Raw records:
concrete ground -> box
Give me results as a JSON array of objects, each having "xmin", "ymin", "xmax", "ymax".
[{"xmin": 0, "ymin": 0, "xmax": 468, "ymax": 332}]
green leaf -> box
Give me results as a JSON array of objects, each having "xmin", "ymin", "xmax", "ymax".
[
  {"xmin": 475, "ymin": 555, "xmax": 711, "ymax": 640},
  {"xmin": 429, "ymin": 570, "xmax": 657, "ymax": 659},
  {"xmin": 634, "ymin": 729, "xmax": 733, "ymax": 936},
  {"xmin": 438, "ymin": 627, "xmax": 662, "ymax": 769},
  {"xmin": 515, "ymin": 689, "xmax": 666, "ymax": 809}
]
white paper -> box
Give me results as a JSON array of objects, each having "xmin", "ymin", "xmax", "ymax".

What you will do:
Pull out every row above and reproduce each one word for word, with the same line breaks.

Solution:
concrete ground -> box
Give me results as a JSON array of objects, each having "xmin", "ymin", "xmax", "ymax".
[{"xmin": 0, "ymin": 0, "xmax": 468, "ymax": 332}]
green leaf -> box
Give me results as a JSON array of objects, each having "xmin", "ymin", "xmax", "ymax".
[
  {"xmin": 475, "ymin": 555, "xmax": 711, "ymax": 640},
  {"xmin": 429, "ymin": 570, "xmax": 657, "ymax": 659},
  {"xmin": 634, "ymin": 729, "xmax": 733, "ymax": 936},
  {"xmin": 438, "ymin": 627, "xmax": 662, "ymax": 769},
  {"xmin": 515, "ymin": 689, "xmax": 666, "ymax": 809}
]
white paper -> box
Give me results as a JSON array of objects, each having "xmin", "ymin", "xmax", "ymax".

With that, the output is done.